Reproduce word for word the part of the forum thread below, starting with "I read this" and going on through "next book deal).".

■ Text block
########################################

Sucks to be you if you are the 20k hours person.

[http://www.businessinsider.com/sports-gene-author-
gladwell-1...](http://www.businessinsider.com/sports-gene-author-
gladwell-10000-hour-rule-2013-8)

I read this book. It is well written and better researched than outliers by
far.

------
danso
Since Malcolm Gladwell's book about 10,000 hours of practice, there must be
dozens of stories that of people trying to reach that milestone in various
pursuits (music, programming, arts). Would love to read a series of those (or
maybe that's Gladwell's next book deal).

------
throwaway2016a
I started learning golf a few years ago and to me it definitely seems like
something most people can master with practice. Especially if you are good at
putting your mind in the right place. It's really easy to become too stressed
in golf or too careless or get too focused and overthink the shot. It is most
mindful than any sport I've played. [1]

With that said, I think there are two hard requirements for golf:

\- Time

\- Money

The first one comes with the second as someone who has f* you money can make a
lot of time. I know someone who "retired" at 40 for two years to exclusively
practice golf. He eventually went back to work, not because he had to but
because he was bored (serial entrepreneurs have to start companies... it's an
addiction)

########################################

■ Recorded data
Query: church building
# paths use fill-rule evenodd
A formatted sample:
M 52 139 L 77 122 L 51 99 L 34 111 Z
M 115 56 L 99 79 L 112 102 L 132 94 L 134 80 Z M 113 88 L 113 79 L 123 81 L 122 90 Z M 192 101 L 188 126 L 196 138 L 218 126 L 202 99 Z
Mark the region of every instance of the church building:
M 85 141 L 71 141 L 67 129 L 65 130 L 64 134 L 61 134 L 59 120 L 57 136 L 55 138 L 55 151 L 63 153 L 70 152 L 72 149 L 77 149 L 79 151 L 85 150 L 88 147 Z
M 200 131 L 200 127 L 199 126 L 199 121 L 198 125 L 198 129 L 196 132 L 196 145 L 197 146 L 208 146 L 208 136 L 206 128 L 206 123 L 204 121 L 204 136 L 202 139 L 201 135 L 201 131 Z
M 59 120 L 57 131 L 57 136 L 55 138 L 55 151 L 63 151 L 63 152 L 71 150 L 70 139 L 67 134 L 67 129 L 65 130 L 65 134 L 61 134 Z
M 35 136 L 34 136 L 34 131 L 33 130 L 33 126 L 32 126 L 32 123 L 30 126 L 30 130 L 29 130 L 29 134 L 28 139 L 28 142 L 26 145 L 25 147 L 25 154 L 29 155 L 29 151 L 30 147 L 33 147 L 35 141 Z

########################################

■ Response to this exercise
I read this book. It is well written and better researched than outliers by
far.

------
danso
Since Malcolm Gladwell's book about 10,000 hours of practice, there must be
dozens of stories that of people trying to reach that milestone in various
pursuits (music, programming, arts). Would love to read a series of those (or
maybe that's Gladwell's next book deal).